_Passage shown:_
_ _ _ _ _ _ _

Please try to write in legible and proper sentences, using capital letters, etc.

Anyway, the answer is the same (that is, C(7,4)) because the number of ways in which TO can win the series is the same, whether they play all 7 games or whether they stop upon winning 4 games. In other words, they could win the first 4, then play 3 more useless games, without changing the fact that they win the series.

WARNING: the *probabilities* are not the same here! To get the probability that TO wins you cannot just look at the probability they would win 4 out of 7; you need to use the fact that the play stops whenever either team reaches 4 wins (and so, for example, the other "useless" games would NOT be played). Maybe that is what the question meant when it said the number is not C(7,4)
 
C(7,4) written as string of 1 and 0 contains strings like 1111000 which end with losses - you can interpret them as 1111, so you get the same number. But following this logic, you could add things like 1111111, too, and then you get problems with the number of different series. In addition, as Ray Vickson mentioned, the probability for 1111 is not the same as the probability for 1111000, and you should keep those things separate.

_ _ _ _ _ _ _

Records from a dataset
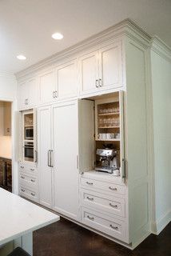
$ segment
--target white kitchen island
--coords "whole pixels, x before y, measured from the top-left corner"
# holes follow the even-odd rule
[[[0,255],[20,246],[33,255],[33,231],[60,219],[19,196],[0,188]]]

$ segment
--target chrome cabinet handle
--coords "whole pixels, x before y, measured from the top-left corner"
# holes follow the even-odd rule
[[[38,151],[34,150],[34,162],[38,162]]]
[[[112,186],[109,186],[109,189],[111,190],[114,190],[114,191],[117,190],[117,189],[116,187],[112,187]]]
[[[102,80],[101,79],[99,79],[99,86],[102,87]]]
[[[113,205],[112,203],[109,203],[109,206],[113,208],[117,208],[117,205]]]
[[[118,226],[113,226],[112,224],[110,224],[109,226],[113,230],[118,230]]]
[[[96,79],[96,87],[98,88],[98,79]]]
[[[50,150],[49,150],[47,151],[47,166],[48,166],[49,167],[51,167],[51,166],[50,166]]]
[[[94,218],[93,218],[93,217],[90,217],[90,216],[87,215],[87,218],[88,218],[89,219],[90,219],[91,221],[93,221],[93,220],[94,220]]]
[[[88,185],[93,185],[93,182],[86,182],[86,184],[88,184]]]
[[[89,198],[89,197],[86,197],[87,199],[89,199],[89,201],[93,201],[93,198]]]

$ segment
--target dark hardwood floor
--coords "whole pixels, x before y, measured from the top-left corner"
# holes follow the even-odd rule
[[[34,256],[171,256],[171,223],[134,250],[61,218],[34,233]]]

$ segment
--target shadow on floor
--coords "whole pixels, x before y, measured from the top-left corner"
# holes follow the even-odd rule
[[[34,232],[34,256],[78,255],[171,256],[171,223],[133,251],[63,218]]]

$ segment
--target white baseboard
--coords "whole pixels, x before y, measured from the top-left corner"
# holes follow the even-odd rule
[[[159,234],[163,229],[171,222],[171,209],[169,210],[156,222],[151,222],[151,232],[154,234]]]

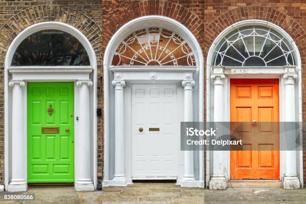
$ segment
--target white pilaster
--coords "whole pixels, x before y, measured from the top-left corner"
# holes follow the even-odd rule
[[[295,79],[298,77],[294,68],[286,68],[286,72],[283,76],[285,79],[285,124],[292,130],[285,130],[286,143],[288,148],[296,146],[295,126],[296,103],[295,103]],[[290,127],[293,127],[291,128]],[[286,151],[286,168],[284,175],[282,186],[284,189],[300,189],[300,180],[296,174],[296,152],[295,150]]]
[[[223,84],[225,75],[223,67],[213,68],[212,78],[214,80],[214,122],[224,121]],[[218,126],[218,124],[216,124]],[[220,129],[220,130],[222,128]],[[210,189],[224,190],[228,186],[228,182],[224,173],[224,152],[214,150],[212,177],[210,181]]]
[[[182,82],[184,87],[184,122],[193,122],[192,87],[196,82],[192,79],[192,73],[187,73],[185,80]],[[182,183],[183,187],[198,186],[194,178],[194,151],[184,151],[184,177]]]
[[[75,137],[76,184],[77,191],[94,191],[94,187],[90,176],[90,88],[92,82],[90,80],[79,80],[79,115],[78,126],[78,134]]]
[[[119,77],[118,73],[115,77]],[[114,80],[114,173],[111,186],[126,186],[124,175],[124,87],[126,82]]]
[[[10,192],[26,191],[26,175],[24,168],[26,161],[23,153],[26,142],[26,137],[23,134],[24,118],[22,108],[22,87],[26,83],[23,81],[11,80],[8,86],[12,87],[12,180],[8,187]]]

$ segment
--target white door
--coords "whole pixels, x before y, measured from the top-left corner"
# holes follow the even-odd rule
[[[134,180],[177,179],[182,110],[177,108],[176,91],[176,84],[132,85]]]

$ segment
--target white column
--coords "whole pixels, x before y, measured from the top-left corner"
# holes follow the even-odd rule
[[[283,178],[284,189],[296,189],[300,188],[300,180],[296,174],[296,152],[292,149],[296,147],[295,79],[298,77],[294,68],[286,68],[287,72],[284,75],[285,79],[285,118],[286,168]]]
[[[213,68],[212,78],[214,80],[214,122],[224,122],[224,80],[223,67]],[[216,123],[216,127],[218,126]],[[218,127],[216,128],[218,128]],[[222,130],[222,128],[218,128]],[[210,189],[224,190],[227,187],[227,180],[224,173],[224,154],[222,151],[214,150],[212,177],[210,182]]]
[[[196,82],[192,80],[192,74],[186,74],[186,80],[182,82],[184,87],[184,122],[192,122],[192,87]],[[182,184],[184,187],[195,187],[196,183],[194,178],[194,151],[184,151],[184,177]]]
[[[114,80],[114,173],[112,185],[126,186],[124,175],[124,87],[126,82]]]
[[[79,89],[78,134],[74,139],[76,152],[76,184],[78,191],[94,191],[94,187],[90,174],[90,88],[92,81],[79,80],[76,86]]]
[[[12,87],[12,180],[8,187],[10,192],[26,191],[26,160],[24,154],[26,152],[24,144],[26,136],[24,134],[24,121],[23,118],[22,88],[26,83],[23,81],[11,80],[8,86]]]

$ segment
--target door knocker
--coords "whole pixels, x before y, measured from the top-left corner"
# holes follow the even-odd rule
[[[51,115],[52,115],[54,110],[53,109],[53,108],[52,108],[52,104],[50,104],[49,105],[49,107],[48,108],[48,113],[49,115],[50,116]]]

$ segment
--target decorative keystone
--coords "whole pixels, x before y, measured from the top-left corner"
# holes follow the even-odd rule
[[[80,86],[82,84],[87,84],[88,86],[92,85],[92,82],[90,80],[80,80],[76,82],[76,86]]]

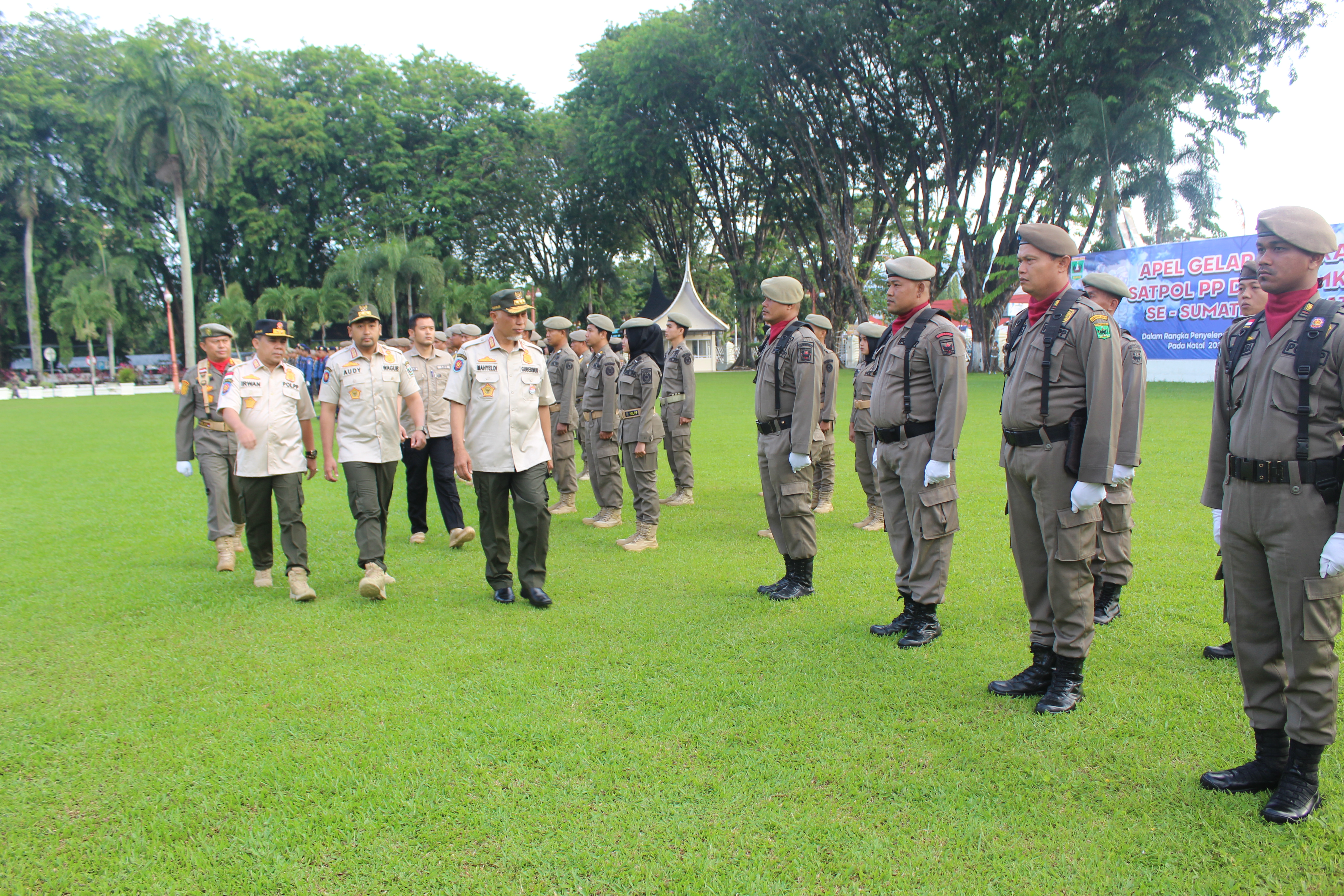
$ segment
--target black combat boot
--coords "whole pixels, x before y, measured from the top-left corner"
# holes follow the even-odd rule
[[[1093,609],[1093,625],[1103,626],[1120,615],[1120,590],[1122,587],[1114,582],[1101,583]]]
[[[989,693],[1000,697],[1027,697],[1046,693],[1055,673],[1055,652],[1043,643],[1031,645],[1031,665],[1007,681],[991,681]]]
[[[1288,735],[1282,728],[1253,728],[1255,758],[1245,766],[1226,771],[1206,771],[1199,785],[1206,790],[1226,790],[1232,794],[1274,790],[1288,768]]]
[[[812,557],[794,557],[785,583],[770,592],[771,600],[793,600],[812,594]]]
[[[1321,805],[1321,754],[1324,744],[1292,742],[1288,748],[1288,768],[1278,779],[1278,789],[1261,809],[1261,818],[1275,825],[1302,821]]]
[[[896,642],[898,647],[922,647],[942,634],[938,625],[937,603],[915,603],[911,607],[910,626],[906,635]]]
[[[887,634],[900,634],[902,631],[909,629],[910,609],[915,606],[915,600],[905,591],[900,592],[900,600],[903,606],[900,607],[900,613],[896,615],[895,619],[892,619],[888,625],[868,626],[868,631],[871,631],[872,634],[887,635]]]
[[[1086,657],[1058,657],[1055,674],[1046,696],[1036,701],[1036,712],[1070,712],[1083,699],[1083,662]]]

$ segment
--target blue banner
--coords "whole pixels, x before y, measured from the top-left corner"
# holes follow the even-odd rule
[[[1344,224],[1335,224],[1335,235],[1344,235]],[[1149,359],[1196,361],[1218,356],[1218,339],[1241,316],[1236,281],[1242,265],[1254,261],[1254,235],[1224,236],[1090,253],[1074,259],[1071,273],[1074,281],[1097,271],[1129,283],[1129,298],[1116,309],[1116,320]],[[1321,278],[1321,293],[1339,298],[1344,244],[1327,255]]]

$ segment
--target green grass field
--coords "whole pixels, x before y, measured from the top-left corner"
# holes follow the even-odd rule
[[[696,505],[664,509],[660,549],[613,544],[629,494],[618,529],[555,517],[546,611],[491,602],[478,544],[413,549],[401,481],[390,600],[358,596],[344,484],[320,478],[317,602],[258,591],[214,571],[173,396],[0,403],[0,887],[1344,892],[1339,750],[1296,827],[1198,785],[1251,746],[1235,669],[1199,654],[1226,639],[1198,505],[1211,387],[1149,390],[1136,582],[1082,708],[986,693],[1028,661],[1000,383],[972,380],[945,634],[909,652],[868,634],[894,567],[851,527],[848,442],[817,594],[755,594],[781,563],[755,535],[749,375],[702,377]]]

_ _ _ _ _ _ _

_Task to complete:_ Could you reproduce the discussion of counting series wins word for word, from "C(7,4) written as" to "those things separate."? These records stand apart from the discussion of counting series wins.

_Answer to the exercise:_
C(7,4) written as string of 1 and 0 contains strings like 1111000 which end with losses - you can interpret them as 1111, so you get the same number. But following this logic, you could add things like 1111111, too, and then you get problems with the number of different series. In addition, as Ray Vickson mentioned, the probability for 1111 is not the same as the probability for 1111000, and you should keep those things separate.